* OPDRACHT A
Herschrijf in het tekstfragment de alinea die begint met ‘De overgang ging bovendien’ beknopter en behoud daarbij de belangrijkste feiten.
* OPDRACHT B
Neem uit het tekstfragment letterlijk over wat begint bij “Morgen viert Suriname” en eindigt bij “dat allemaal weg.”.

* TEKSTFRAGMENT
►
Morgen viert Suriname vijftig jaar onafhankelijkheid. Hoe kijken Surinaamse Nederlanders daarop terug, en hoe zien zij de toekomst?
Aspha Bijnaar, bestuurder van platform Musea Bekennen Kleur

‘Mijn ouders zijn in september 1975 met ons teruggegaan naar Suriname. Zij wilden helpen het land op te bouwen. Tot die tijd woonden we in de Amsterdamse Jordaan, waar mijn broers, zus en ik een warm en vrolijk kinderleven hadden. We gingen naar een fijne school, zaten bij de majorettes en een wandelvereniging. Er was veel vrijheid; we speelden bijna elke dag op straat. Het vertrek naar Suriname zagen we dan ook helemaal niet zitten. Eerlijk gezegd voelde het alsof we een stap terug deden. Het leven in Paramaribo stond in schril contrast met dat in Nederland, waar we fietsen hadden en genoeg speelgoed. In Suriname viel dat allemaal weg.
‘De overgang ging bovendien gepaard met verminderde inkomsten. We moesten veel zuiniger leven en dat zorgde voor spanning in huis. Als kind begrijp je niet precies wat er speelt; je hoort alleen dat er geen geld is en dat veel dingen niet mogelijk zijn. Ook ons sociale leven viel grotendeels weg. Op een gegeven moment ging mijn moeder werken, in de schoonmaak en de bejaardenzorg. Mijn vader keerde na twee jaar terug naar Amsterdam, met het plan om ons later opnieuw op te halen, maar dat is nooit gebeurd. Hij en mijn moeder hebben ieder hun eigen verklaring voor waarom het misliep. Uiteindelijk zijn wij in Suriname opgegroeid.
◄
* INHOUD DATASET
►
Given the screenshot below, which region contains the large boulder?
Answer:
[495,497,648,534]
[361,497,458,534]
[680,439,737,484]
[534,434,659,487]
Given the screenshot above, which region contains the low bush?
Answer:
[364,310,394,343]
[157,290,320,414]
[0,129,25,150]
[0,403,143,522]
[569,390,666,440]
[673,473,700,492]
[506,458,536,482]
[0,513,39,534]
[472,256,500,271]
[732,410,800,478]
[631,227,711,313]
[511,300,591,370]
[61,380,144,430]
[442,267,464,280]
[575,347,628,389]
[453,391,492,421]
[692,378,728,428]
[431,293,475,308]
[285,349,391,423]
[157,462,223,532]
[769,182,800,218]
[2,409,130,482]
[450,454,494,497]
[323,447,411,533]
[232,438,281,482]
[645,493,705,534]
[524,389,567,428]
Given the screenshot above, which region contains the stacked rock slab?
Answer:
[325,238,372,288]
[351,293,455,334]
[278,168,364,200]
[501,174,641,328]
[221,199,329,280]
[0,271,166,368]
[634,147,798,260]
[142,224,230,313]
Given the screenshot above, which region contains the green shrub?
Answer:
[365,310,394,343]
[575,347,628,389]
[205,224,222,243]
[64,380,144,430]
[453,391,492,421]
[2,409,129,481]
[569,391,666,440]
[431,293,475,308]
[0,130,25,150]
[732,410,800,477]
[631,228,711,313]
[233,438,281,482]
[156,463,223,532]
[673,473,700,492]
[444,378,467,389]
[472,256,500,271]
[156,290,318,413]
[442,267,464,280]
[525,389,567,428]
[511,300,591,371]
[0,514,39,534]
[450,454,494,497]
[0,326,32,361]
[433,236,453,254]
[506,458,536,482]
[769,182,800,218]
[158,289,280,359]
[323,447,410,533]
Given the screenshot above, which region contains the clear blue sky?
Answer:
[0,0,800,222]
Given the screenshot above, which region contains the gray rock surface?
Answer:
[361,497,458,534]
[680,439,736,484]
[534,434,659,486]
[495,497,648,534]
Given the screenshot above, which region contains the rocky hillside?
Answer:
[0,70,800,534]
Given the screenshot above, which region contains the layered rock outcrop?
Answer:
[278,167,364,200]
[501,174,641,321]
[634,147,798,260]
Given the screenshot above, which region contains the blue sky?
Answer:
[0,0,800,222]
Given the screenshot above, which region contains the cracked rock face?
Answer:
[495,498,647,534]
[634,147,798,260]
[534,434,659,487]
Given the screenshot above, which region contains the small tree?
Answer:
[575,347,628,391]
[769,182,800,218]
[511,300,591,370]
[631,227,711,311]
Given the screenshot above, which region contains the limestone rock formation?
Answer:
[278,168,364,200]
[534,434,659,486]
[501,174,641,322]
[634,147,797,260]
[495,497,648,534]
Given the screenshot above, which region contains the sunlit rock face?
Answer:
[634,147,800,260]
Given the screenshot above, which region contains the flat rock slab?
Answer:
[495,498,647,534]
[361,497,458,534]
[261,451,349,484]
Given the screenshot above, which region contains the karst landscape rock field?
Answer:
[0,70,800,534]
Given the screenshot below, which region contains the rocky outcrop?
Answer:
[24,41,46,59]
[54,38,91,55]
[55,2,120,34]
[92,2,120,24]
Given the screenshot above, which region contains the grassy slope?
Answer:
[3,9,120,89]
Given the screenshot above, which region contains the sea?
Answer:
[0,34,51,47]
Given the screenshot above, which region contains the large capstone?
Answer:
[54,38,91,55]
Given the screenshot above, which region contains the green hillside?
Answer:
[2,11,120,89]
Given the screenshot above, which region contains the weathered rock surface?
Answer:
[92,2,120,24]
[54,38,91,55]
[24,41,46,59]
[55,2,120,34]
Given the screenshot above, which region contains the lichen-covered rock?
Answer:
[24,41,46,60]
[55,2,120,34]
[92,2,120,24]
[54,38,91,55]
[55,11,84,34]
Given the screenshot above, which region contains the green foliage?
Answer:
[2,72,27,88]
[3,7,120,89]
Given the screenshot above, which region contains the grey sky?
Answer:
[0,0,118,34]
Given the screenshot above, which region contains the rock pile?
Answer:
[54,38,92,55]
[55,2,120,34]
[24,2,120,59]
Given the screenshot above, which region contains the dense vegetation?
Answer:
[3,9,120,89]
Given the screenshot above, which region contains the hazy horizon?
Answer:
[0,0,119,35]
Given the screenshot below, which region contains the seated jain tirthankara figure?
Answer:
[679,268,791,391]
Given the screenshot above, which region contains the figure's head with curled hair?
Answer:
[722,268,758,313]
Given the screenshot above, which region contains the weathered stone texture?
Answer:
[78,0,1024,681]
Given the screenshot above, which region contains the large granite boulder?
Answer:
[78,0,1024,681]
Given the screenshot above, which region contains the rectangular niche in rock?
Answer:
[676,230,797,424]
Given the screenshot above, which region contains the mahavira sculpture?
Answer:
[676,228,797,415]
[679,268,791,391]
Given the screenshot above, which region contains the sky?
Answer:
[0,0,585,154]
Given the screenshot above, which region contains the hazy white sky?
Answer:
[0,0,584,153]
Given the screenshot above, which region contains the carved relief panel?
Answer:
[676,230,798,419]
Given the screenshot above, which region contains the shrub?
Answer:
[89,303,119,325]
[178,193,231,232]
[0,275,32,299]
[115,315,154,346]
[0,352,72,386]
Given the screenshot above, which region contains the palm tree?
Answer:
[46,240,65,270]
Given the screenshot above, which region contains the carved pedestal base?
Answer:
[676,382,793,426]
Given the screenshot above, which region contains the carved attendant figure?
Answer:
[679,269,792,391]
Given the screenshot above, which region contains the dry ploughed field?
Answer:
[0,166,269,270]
◄
* UITWERKING A
Door de overgang daalden de inkomsten. Het gezin moest zuiniger leven, wat spanning in huis gaf. Als kind hoorde ik vooral dat er geen geld was en dat veel niet kon. Ook ons sociale leven viel grotendeels weg. Mijn moeder ging werken in de schoonmaak en de bejaardenzorg. Mijn vader keerde na twee jaar terug naar Amsterdam en wilde ons later ophalen, maar dat gebeurde nooit. Mijn ouders hebben elk een eigen verklaring waarom het misliep. Zo groeiden wij op in Suriname.

* UITWERKING B
Morgen viert Suriname vijftig jaar onafhankelijkheid. Hoe kijken Surinaamse Nederlanders daarop terug, en hoe zien zij de toekomst?
Aspha Bijnaar, bestuurder van platform Musea Bekennen Kleur

‘Mijn ouders zijn in september 1975 met ons teruggegaan naar Suriname. Zij wilden helpen het land op te bouwen. Tot die tijd woonden we in de Amsterdamse Jordaan, waar mijn broers, zus en ik een warm en vrolijk kinderleven hadden. We gingen naar een fijne school, zaten bij de majorettes en een wandelvereniging. Er was veel vrijheid; we speelden bijna elke dag op straat. Het vertrek naar Suriname zagen we dan ook helemaal niet zitten. Eerlijk gezegd voelde het alsof we een stap terug deden. Het leven in Paramaribo stond in schril contrast met dat in Nederland, waar we fietsen hadden en genoeg speelgoed. In Suriname viel dat allemaal weg.